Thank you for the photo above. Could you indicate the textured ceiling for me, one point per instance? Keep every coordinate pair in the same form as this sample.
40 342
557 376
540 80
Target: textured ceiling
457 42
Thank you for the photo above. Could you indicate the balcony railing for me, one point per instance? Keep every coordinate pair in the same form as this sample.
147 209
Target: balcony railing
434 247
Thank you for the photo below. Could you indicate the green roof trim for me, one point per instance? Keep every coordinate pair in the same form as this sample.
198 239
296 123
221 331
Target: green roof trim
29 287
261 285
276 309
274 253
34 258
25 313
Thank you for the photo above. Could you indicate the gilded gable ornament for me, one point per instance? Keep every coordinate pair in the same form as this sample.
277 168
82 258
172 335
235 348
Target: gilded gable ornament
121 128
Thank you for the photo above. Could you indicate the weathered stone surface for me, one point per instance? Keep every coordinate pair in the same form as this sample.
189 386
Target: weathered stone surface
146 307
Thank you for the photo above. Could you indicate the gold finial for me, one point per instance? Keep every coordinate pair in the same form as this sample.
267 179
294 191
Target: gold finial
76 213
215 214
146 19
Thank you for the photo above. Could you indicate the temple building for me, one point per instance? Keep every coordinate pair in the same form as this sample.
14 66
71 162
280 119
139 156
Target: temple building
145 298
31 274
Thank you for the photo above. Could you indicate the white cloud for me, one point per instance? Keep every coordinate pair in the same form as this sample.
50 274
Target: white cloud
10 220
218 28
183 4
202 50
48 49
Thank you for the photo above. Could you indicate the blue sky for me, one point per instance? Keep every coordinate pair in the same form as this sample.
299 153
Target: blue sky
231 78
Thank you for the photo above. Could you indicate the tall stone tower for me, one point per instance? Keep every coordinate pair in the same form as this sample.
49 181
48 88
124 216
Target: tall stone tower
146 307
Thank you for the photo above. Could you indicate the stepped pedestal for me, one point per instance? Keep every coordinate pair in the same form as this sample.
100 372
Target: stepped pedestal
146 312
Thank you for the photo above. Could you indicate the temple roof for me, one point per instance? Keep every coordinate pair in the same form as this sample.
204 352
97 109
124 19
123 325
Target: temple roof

▶ WHAT IS NEEDED:
What is needed is an exact copy of the entries above, from the first line through the line holding "Thank you for the photo above. Could you indicate the balcony", with both of those lines kept; please give nothing else.

▶ ANSWER SPACE:
Thank you for the photo above. Could you indicate the textured ceiling for me, one point per instance? Keep every coordinate pair in the same form as this sample.
40 342
557 376
540 80
Target: textured ceiling
457 42
Thank you for the photo above. Could you indicate the balcony railing for me, one point per instance? Keep every coordinate pair in the same form as this sample.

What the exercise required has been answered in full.